- [PROVIDED TEXT]:
** Begin **
Author: Eugene Nalimov
Date: 10:21:35 11/29/00
Go up one level in this thread
On November 29, 2000 at 09:28:11, Dieter Buerssner wrote:
>On November 29, 2000 at 04:38:33, Eugene Nalimov wrote:
>
>>On November 29, 2000 at 02:53:42, Jeremiah Penery wrote:
>>
>>>On November 28, 2000 at 23:59:14, Ed Schröder wrote:
>>>
>>>>Especially multiplies has been improved dramatically in the latest
>>>>generation of processors. Nowadays it is hardly an issue anymore. I
>>>>still use << where ever I can but I have no problems to use * so now
>>>>and then.
>>>
>>>It seems like compilers should produce the same assembly code for things like
>>>a<<1 and a*2, but of course I'm not sure if they do. Ditto for a>>1 and a/2.
>>>(and also <<2 = *4, etc.)
>
>The compilers I checked indeed produce the same code for unsigned integral
>values. Also note, that sometimes shift is not the fastest. for 2*a add can
>be faster, or even neither shift, mul or add are needed at all on x86. I.e.
** End **
- [ENTRIES]:
** Begin **
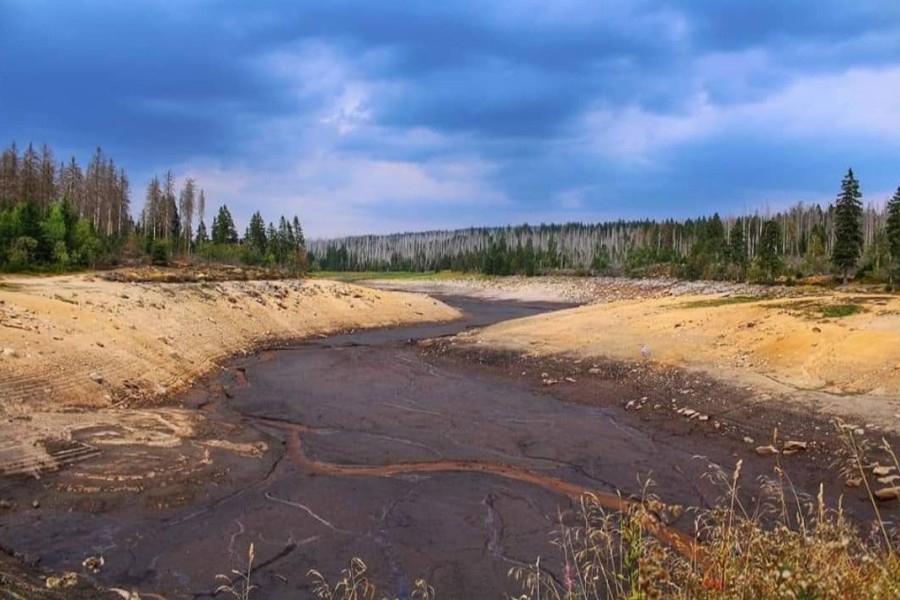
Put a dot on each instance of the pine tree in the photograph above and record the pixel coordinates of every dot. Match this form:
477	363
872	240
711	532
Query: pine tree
737	249
223	230
256	236
186	208
768	257
893	233
848	234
** End **
- [WRITTEN REQUEST 1]: In the forum thread on shifts versus multiplies, for what kind of values did the compilers Dieter Buerssner checked produce the same code?
- [WRITTEN REQUEST 2]: Carry on the forum thread about shift and multiply code from where it stops.

- [TASK RESPONSE 1]: Unsigned integral values.

- [TASK RESPONSE 2]:
>
> size_t a;
> int *p
> ...
> p[2*a] = 0;
>
>the last expression can be translated to one assembler statement, when p
>and a are allready in an register. (Something like mov 0, (eax,edx,8))
>
>>Of course a>>1 and a/2 should generate different code (hint: check value of both
>>expressions for a == -1).
>
>It can also be noted, that right shifting of negative values is implementation
>defined in C (and probably also C++, but I cannot check right now). So
>you cannot know in advance (without reading the compiler specific documantation)
>what the result will be, and it will yield in unportable code.
>
>But even with signed integral values, the compiler sometimes can produce
>the same code.
>
>int foo(int value)
>{
> if (value > 0)
> value /= 4; /* Produces the same code as value >>= 2; */
> return value;
>}
>
>If you have to scale signed integral values down, and you do not care
>about the possible differences of / (2**n) and >>n, this is probably the
>only example, where you can gain something by using the shift operator.
>In many cases, using unsigned integral quantaties where appropriate,
>will make the compiler produce better code for division and modulo.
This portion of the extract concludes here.